_Extrait du document_:

★ ★ ★

La codification est une entreprise qui a préoccupé les peuples depuis bien longtemps. On en trouve notamment des exemples dans l’antiquité du bassin méditerranéen.
L'idée de codes reprenant l’ensemble des règles de droit avait germé à la fin de l'Ancien régime. Des projets étaient en cours d'élaboration lorsque survint la Révolution française. Cambacérès s'est penché sur plusieurs projets de code civil pendant la Révolution. C'est au Premier consul Bonaparte qu'il revint de faire aboutir la tâche de Cambacérès, et c'est ainsi que le nom de Napoléon est resté associé dans l'histoire à l’œuvre de codification.

1. Les buts de la codification

La codification poursuit plusieurs buts.
Dans un premier temps, un code a pour objectif de réorganiser l'ensemble des règles d'un grand domaine du droit. Il a donc un rôle de structurationde cette matière. Il permet, au passage, d'éviter, et au besoin de repérer, les incohérences du système juridique ainsi construit.
En droit français, le travail législatif est très soigné et les contrôles sont nombreux (notamment par le biais du Secrétariat général du Gouvernement). De sorte qu'il est rare qu'on trouve des incohérences, voire des contradictions, dans les diverses règles que le législateur produit. Mais il est certain qu'un travail de remise en perspective de tout l'édifice intellectuel tel que celui de la codification garantit plus encore contre les incohérences et les contradictions.

Dans un deuxième temps, un code a pour but de rendre le droit plus lisible au yeux du citoyen. À la place du « fatras » juridique produit au jour le jour et de manière forcément éparse, le citoyen va pouvoir trouver sous une présentation méthodique et raisonnée toutes les règles auxquelles il doit se conformer, ou tous les droits qu'il peut revendiquer.

D'une certaine manière, le travail de codification est un travail documentaire. Il y a un réel effort de recherche et de collecte des règles de droit qui régissent un domaine afin de les présenter de manière cohérente et donc plus simplifiée aux sujets de droit.

★ ★ ★

_Données fournies_:
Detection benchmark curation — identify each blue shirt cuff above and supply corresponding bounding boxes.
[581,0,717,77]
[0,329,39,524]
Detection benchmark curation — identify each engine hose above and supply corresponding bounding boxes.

★ ★ ★

_Travail demandé_:
**a.** Relevez toutes les périodes et tous les événements historiques mentionnés dans l'extrait sur la codification.
**b.** Recopiez le passage de l'extrait sur la codification qui va de « D'une certaine manière, le » jusqu'à « sujets de droit. » inclus.

_Réponses rédigées_:
**a.** l'antiquité du bassin méditerranéen ; la fin de l'Ancien régime ; la Révolution française

**b.**
D'une certaine manière, le travail de codification est un travail documentaire. Il y a un réel effort de recherche et de collecte des règles de droit qui régissent un domaine afin de les présenter de manière cohérente et donc plus simplifiée aux sujets de droit.